### Trecho de origem
====
Desse modo, frise-se que o Supremo Tribunal Federal e a doutrina pátria têm entendido que só há crime político quando presentes os pressupostos do artigo 2º da Lei de Segurança Nacional (Lei nº 7.170/83), ao qual se integram os do artigo 1º: a materialidade da conduta deve lesar real, ou potencialmente, ou expor a perigo de lesão a soberania nacional, o regime representativo, a Federação e o Estado de Direito, por exemplo, de forma que, ainda que a conduta esteja tipificada na Lei de Segurança Nacional, é preciso que se lhe agregue a motivação política. [9]
Logo, referida lei fora recepcionada, em parte, pela atual Carta Fundamental dispondo sobre os crimes contra a segurança nacional, a ordem política e social.
Cabe ressaltar que esta mesma lei previa que tais crimes seriam julgados pela Justiça Militar, o que não prevalece hoje, haja vista que a Constituição de 1988 estabelece a Justiça Federal para o julgamento dos mesmos, conforme supra mencionado.
Ademais, prevê, o diploma legal referido, os crimes que lesam, ou mesmo, expõem ao perigo de lesão, a integridade territorial e a soberania nacional; o regime representativo e democrático, a Federação e o Estado de Direito; a pessoa do chefe dos poderes da União.[10]
A título de exemplo, esta lei tipifica, sancionando com reclusão de 03 a 15 anos, o ato de tentar mudar com emprego de violência ou grave ameaça, a ordem, o regime vigente ou o Estado de Direito.
====
### Material extraído
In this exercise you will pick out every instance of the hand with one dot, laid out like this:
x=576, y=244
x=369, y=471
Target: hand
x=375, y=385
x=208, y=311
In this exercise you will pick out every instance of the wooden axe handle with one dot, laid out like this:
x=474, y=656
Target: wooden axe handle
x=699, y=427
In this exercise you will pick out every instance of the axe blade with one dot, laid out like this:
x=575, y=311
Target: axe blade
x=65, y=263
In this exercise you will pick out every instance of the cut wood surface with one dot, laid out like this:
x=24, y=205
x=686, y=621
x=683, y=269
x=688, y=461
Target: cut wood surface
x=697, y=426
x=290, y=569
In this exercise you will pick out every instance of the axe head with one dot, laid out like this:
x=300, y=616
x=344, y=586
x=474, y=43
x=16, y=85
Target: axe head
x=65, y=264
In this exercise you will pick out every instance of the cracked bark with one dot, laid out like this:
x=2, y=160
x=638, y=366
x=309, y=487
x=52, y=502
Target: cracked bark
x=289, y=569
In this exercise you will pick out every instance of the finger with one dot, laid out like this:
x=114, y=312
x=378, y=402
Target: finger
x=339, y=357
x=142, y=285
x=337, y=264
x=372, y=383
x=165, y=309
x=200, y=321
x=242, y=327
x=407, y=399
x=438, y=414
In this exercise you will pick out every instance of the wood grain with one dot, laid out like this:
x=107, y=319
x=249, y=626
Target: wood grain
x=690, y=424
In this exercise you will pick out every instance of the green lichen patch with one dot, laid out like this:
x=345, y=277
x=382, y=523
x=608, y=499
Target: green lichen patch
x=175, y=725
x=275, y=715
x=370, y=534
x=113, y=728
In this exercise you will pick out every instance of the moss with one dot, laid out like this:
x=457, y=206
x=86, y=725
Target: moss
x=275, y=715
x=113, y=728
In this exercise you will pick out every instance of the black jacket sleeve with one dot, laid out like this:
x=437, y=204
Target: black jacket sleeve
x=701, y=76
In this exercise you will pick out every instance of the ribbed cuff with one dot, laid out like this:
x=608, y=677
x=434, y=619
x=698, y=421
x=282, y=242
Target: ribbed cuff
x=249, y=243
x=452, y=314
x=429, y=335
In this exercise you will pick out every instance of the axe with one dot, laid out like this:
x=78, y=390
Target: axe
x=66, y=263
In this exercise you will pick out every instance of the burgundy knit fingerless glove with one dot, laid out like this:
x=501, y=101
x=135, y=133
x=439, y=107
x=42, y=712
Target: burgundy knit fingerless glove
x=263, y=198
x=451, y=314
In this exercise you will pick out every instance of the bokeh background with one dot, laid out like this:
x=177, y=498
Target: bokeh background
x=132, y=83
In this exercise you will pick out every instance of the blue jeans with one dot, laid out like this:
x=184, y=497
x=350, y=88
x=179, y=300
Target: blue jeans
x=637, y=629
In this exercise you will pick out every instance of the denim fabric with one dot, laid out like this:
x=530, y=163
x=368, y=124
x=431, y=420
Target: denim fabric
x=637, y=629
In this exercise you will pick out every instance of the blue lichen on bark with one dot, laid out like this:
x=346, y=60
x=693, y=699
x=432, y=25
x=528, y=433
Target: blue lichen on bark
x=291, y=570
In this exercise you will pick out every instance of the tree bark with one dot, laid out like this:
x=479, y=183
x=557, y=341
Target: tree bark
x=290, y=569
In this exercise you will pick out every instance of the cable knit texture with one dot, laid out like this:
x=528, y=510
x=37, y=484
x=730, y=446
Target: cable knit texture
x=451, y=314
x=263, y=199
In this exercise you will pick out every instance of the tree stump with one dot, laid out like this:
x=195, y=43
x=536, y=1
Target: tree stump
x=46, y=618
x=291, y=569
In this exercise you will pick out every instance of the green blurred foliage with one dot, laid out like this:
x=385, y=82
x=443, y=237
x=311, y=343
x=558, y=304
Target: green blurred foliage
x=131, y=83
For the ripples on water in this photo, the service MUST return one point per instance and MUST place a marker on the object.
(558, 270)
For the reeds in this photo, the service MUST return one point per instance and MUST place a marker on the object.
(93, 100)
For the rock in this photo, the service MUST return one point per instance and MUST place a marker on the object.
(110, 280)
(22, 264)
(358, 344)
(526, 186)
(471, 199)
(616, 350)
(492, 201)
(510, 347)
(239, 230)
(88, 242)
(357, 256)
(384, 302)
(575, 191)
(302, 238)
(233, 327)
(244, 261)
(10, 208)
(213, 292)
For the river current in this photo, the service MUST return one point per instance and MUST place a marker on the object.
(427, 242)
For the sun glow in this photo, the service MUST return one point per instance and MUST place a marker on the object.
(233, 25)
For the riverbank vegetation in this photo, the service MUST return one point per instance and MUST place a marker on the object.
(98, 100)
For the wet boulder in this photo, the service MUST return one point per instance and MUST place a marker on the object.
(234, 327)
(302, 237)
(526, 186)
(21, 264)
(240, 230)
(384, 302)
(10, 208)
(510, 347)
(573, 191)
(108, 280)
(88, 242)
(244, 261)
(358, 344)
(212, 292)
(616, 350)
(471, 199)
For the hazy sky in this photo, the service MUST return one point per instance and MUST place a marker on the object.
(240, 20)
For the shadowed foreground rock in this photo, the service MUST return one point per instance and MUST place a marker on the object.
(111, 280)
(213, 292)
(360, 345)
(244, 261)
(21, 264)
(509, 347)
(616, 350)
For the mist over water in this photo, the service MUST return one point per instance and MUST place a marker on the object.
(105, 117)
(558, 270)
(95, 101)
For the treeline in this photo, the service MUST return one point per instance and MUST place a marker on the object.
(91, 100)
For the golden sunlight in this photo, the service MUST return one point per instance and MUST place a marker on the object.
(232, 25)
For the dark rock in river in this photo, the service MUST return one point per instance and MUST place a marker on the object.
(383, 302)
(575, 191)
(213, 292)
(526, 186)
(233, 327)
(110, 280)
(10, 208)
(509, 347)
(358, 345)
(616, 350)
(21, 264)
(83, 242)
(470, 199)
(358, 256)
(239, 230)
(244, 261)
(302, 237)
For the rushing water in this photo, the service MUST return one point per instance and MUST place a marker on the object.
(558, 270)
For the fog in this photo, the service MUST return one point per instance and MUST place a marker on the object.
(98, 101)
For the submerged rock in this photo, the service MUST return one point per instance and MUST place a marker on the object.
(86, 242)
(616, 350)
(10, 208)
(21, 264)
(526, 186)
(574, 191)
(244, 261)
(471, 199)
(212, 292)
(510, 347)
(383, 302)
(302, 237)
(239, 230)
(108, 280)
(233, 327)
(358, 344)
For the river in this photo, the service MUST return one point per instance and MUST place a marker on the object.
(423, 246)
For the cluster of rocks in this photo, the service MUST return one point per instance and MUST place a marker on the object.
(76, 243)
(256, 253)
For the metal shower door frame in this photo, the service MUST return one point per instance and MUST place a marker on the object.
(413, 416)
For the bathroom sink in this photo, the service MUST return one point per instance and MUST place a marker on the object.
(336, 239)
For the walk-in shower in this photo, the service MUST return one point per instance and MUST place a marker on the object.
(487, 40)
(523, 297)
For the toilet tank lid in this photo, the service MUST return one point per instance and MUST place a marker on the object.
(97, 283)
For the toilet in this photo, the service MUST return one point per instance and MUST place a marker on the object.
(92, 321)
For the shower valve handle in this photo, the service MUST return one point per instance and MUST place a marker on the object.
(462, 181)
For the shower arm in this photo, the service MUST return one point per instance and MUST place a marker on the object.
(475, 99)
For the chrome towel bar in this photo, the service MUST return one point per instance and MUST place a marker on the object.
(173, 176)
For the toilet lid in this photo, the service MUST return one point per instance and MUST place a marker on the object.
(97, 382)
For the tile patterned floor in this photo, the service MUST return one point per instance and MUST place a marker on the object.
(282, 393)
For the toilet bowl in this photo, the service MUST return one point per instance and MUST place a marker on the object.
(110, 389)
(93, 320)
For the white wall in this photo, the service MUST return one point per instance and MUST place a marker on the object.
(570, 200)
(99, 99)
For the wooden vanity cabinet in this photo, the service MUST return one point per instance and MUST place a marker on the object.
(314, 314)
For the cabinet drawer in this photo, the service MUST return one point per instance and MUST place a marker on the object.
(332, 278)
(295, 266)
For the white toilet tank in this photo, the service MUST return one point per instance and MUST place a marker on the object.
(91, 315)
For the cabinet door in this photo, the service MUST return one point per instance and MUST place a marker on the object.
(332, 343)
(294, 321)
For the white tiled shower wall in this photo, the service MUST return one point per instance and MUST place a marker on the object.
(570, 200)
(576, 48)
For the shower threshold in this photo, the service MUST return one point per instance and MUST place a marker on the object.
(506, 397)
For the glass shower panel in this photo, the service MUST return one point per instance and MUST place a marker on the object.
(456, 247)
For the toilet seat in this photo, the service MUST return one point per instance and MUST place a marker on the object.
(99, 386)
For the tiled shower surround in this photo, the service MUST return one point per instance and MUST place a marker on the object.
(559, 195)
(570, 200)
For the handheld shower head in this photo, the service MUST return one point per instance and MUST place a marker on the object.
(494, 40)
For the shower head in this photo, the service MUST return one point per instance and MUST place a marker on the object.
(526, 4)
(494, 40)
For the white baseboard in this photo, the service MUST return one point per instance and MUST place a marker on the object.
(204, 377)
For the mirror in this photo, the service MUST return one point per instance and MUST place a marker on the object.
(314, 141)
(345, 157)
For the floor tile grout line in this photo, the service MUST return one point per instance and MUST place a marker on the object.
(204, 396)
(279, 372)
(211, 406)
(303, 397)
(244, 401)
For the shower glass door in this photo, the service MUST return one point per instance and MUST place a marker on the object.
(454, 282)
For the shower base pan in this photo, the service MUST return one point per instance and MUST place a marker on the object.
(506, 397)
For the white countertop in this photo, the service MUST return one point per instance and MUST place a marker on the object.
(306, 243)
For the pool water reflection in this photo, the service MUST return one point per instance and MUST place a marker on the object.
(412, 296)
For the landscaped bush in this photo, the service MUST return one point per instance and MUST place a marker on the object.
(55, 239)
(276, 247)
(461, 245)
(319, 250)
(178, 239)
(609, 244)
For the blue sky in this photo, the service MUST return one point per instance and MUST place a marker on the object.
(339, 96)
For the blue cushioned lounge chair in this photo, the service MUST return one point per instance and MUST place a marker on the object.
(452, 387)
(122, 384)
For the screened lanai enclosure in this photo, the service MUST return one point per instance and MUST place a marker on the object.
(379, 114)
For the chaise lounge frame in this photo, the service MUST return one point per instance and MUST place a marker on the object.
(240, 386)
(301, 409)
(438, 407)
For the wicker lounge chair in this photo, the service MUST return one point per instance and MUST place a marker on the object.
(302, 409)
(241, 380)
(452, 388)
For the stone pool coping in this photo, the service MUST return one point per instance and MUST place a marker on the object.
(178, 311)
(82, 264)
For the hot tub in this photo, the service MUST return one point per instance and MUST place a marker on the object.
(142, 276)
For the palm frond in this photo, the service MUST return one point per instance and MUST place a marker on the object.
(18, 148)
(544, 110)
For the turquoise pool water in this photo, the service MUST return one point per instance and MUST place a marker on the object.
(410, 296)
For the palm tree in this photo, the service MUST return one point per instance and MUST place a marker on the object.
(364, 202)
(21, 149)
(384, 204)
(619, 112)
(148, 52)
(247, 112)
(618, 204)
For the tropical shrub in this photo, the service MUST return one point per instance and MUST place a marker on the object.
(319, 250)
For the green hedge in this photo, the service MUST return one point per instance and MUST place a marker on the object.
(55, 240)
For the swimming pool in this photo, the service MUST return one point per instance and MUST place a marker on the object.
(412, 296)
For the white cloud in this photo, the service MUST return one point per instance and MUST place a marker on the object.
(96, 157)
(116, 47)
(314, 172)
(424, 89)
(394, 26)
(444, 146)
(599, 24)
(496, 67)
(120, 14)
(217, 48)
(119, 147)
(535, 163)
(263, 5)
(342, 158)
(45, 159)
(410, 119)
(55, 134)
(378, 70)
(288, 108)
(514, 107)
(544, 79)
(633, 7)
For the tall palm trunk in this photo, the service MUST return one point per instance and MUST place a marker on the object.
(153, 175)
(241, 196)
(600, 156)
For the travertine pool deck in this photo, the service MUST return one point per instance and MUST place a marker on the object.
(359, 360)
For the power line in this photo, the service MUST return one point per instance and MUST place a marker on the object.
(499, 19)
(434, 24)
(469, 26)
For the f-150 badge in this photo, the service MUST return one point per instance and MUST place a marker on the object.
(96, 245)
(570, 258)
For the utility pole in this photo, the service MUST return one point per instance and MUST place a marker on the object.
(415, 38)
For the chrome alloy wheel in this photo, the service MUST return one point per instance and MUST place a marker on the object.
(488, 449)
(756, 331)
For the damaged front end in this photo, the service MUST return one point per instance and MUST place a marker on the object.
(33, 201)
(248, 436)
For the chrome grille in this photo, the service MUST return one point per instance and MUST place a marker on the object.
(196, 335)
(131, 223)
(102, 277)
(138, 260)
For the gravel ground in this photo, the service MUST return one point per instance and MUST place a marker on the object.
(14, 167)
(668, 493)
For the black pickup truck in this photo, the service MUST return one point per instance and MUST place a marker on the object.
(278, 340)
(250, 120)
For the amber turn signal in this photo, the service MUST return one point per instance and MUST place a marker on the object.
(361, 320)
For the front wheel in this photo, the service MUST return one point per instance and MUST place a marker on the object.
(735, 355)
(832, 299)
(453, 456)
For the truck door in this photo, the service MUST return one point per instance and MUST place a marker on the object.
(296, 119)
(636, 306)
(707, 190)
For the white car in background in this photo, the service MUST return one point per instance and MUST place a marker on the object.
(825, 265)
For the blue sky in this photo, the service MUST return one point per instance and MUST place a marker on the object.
====
### Requisito A
No trecho sobre crimes políticos, liste o que a frase iniciada por "Desse modo" aponta como aquilo que a materialidade da conduta deve lesar ou expor a perigo de lesão.
### Requisito B
Responda, por favor, às perguntas abaixo com base no trecho sobre crimes políticos, uma resposta por linha e com a mesma marcação.
(i) Qual é o número da Lei de Segurança Nacional?
(ii) Segundo a Constituição de 1988, qual Justiça julga esses crimes?
(iii) Qual pena de reclusão a lei prevê para quem tenta mudar a ordem, o regime vigente ou o Estado de Direito com emprego de violência ou grave ameaça?
Os registros não têm papel algum no que se pede aqui.

### Resposta esperada A
soberania nacional
regime representativo
Federação
Estado de Direito

### Resposta esperada B
(i) Lei nº 7.170/83
(ii) A Justiça Federal
(iii) Reclusão de 03 a 15 anos